** Excerpt provided follows **

Scientific classification
- Kingdom: Animalia
- Phylum: Mollusca
- Class: Gastropoda
- Order: Stylommatophora
- Family: Achatinidae
- Genus: Allopeas
- Species: A. clavulinum
- Binomial name: Allopeas clavulinum (Potiez & Michaud, 1838)
- Synonyms: Allopeas mauritianum (L. Pfeiffer, 1853) junior subjective synonym; Allopeas prestoni var. hawaiiense (Sykes, 1904) junior subjective synonym; Bulimus clavulinus Potiez & Michaud, 1838 superseded combination; Bulimus mauritianus L. Pfeiffer, 1853 superseded combination; Lamellaxis (Allopeas) mauritianum (L. Pfeiffer, 1853) superseded combination; Lamellaxis (Tomopeas) clavulinus (Potiez & Michaud, 1838) superseded combination; Lamellaxis clavulinum [sic] incorrect grammatical agreement of specific epithet; Lamellaxis clavulinus (Potiez & Michaud, 1838); Opeas clavulinum (Potiez & Michaud, 1838) superseded combination; Opeas mauritianum (L. Pfeiffer, 1853) superseded combination; Opeas prestoni var. hawaiiensis Sykes, 1904 superseded combination; Stenogyra (Opeas) clavulinus (Potiez & Michaud, 1838) superseded combination; Subulina maurtiana (L. Pfeiffer, 1853) superseded combination;

= Allopeas clavulinum =

- Authority: (Potiez & Michaud, 1838)
- Conservation status: G5
- Synonyms: Allopeas mauritianum (L. Pfeiffer, 1853) junior subjective synonym, Allopeas prestoni var. hawaiiense (Sykes, 1904) junior subjective synonym, Bulimus clavulinus Potiez & Michaud, 1838 superseded combination, Bulimus mauritianus L. Pfeiffer, 1853 superseded combination, Lamellaxis (Allopeas) mauritianum (L. Pfeiffer, 1853) superseded combination, Lamellaxis (Tomopeas) clavulinus (Potiez & Michaud, 1838) superseded combination, Lamellaxis clavulinum [sic] incorrect grammatical agreement of specific epithet, Lamellaxis clavulinus (Potiez & Michaud, 1838), Opeas clavulinum (Potiez & Michaud, 1838) superseded combination, Opeas mauritianum (L. Pfeiffer, 1853) superseded combination, Opeas prestoni var. hawaiiensis Sykes, 1904 superseded combination, Stenogyra (Opeas) clavulinus (Potiez & Michaud, 1838) superseded combination, Subulina maurtiana (L. Pfeiffer, 1853) superseded combination

Species of gastropod

Allopeas clavulinum, common name the spike awlsnail, is a species of small, tropical, air-breathing land snail, a terrestrial pulmonate gastropod mollusk in the family Achatinidae.

** End of Excerpt provided **

• Work order:
From the text on the spike awlsnail, list each rank in the scientific classification from Kingdom through Genus, along with the name given for that rank.

** Records follows **

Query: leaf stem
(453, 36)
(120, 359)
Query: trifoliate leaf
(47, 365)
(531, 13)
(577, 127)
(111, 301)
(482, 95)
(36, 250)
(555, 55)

** End of Records **

• Written answer:
- Kingdom: Animalia
- Phylum: Mollusca
- Class: Gastropoda
- Order: Stylommatophora
- Family: Achatinidae
- Genus: Allopeas